### Brief a
Please shift the rows running from the line with "The query is: school crest badge" to the line with "[71,249,613,575]" by writing out each of those lines again in full, adding 104 to every coordinate in the box answers. Give only those lines.

### Excerpt to read
((

The “hike” is along a frosty boardwalk, and it is a sweet sunny morning. We come next to the Turquoise Pool:

 

So we are shooting across it, there is steam everywhere, and it is impossible to get a photo that will show you how impressive the colors are, but the pond is, indeed, very turquoise.

So remember the beautiful info sheet I showed you on Grand Prismatic Spring? This is what we could capture:

You can see how large it CAN be, but this is not Disney-does-Yellowstone, this is the real world, where life doesn’t always happen the way you want it to. I am disappointed, but oh my, Excelsior is a thrill (just to back to the Excelsior photo and see why I am so thrilled.)

There is a trail, only .6 mile, that starts at the Angel Falls Trailhead and takes you to an overlook of the Middle Geyser Basin, and maybe this would all be more impressive from there. AdventureMan asks if I want to go hike the trail and I say no, there is too much steam. Even from above, cold morning, hot steam, visibility is poor. We’re coming back next year, maybe I can hike it then on a different day and get a different result.

As we cross the bridge, I see that the cold air is showing up a variety of hot springs going into the freezing river.

))

[Bounding box annotation rows]
((

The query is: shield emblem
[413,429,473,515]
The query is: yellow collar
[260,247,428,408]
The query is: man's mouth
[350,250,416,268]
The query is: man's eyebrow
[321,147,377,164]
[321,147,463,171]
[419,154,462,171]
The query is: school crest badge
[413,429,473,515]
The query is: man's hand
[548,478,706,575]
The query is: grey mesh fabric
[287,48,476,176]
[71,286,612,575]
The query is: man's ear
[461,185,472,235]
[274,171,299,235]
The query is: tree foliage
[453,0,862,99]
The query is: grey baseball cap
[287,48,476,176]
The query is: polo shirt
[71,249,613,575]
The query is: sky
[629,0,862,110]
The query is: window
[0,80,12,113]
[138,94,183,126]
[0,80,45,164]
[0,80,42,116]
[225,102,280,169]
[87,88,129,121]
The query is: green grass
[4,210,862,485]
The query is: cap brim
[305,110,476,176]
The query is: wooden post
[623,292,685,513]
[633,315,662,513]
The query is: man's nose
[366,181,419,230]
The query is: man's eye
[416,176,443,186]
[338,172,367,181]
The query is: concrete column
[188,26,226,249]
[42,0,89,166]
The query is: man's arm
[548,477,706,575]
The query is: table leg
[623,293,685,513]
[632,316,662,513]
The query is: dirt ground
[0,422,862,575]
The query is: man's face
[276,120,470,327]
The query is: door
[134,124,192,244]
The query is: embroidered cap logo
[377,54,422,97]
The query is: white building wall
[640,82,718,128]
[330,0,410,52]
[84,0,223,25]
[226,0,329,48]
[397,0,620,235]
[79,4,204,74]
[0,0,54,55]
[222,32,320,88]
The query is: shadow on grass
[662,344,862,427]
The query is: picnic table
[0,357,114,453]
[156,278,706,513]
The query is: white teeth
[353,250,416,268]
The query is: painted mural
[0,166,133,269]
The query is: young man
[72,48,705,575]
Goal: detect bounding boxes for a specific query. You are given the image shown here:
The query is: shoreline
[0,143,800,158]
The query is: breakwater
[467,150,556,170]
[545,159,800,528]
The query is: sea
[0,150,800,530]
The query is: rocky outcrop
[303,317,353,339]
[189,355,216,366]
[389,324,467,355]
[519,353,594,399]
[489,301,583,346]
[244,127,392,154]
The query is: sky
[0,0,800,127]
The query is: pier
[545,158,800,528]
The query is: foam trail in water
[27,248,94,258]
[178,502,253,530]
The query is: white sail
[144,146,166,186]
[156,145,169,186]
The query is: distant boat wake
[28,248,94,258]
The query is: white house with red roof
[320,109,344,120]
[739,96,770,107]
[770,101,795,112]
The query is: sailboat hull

))

### Brief b
Transcribe the Yellowstone hot springs text from "You can see" to "the freezing river.".

### Final result a
The query is: school crest badge
[517,533,577,619]
The query is: man's hand
[652,582,810,679]
The query is: grey mesh fabric
[391,152,580,280]
[175,390,716,679]
The query is: man's ear
[565,289,576,339]
[378,275,403,339]
The query is: tree foliage
[557,104,966,203]
The query is: grey baseball cap
[391,152,580,280]
The query is: polo shirt
[175,353,717,679]

### Final result b
You can see how large it CAN be, but this is not Disney-does-Yellowstone, this is the real world, where life doesn’t always happen the way you want it to. I am disappointed, but oh my, Excelsior is a thrill (just to back to the Excelsior photo and see why I am so thrilled.)

There is a trail, only .6 mile, that starts at the Angel Falls Trailhead and takes you to an overlook of the Middle Geyser Basin, and maybe this would all be more impressive from there. AdventureMan asks if I want to go hike the trail and I say no, there is too much steam. Even from above, cold morning, hot steam, visibility is poor. We’re coming back next year, maybe I can hike it then on a different day and get a different result.

As we cross the bridge, I see that the cold air is showing up a variety of hot springs going into the freezing river.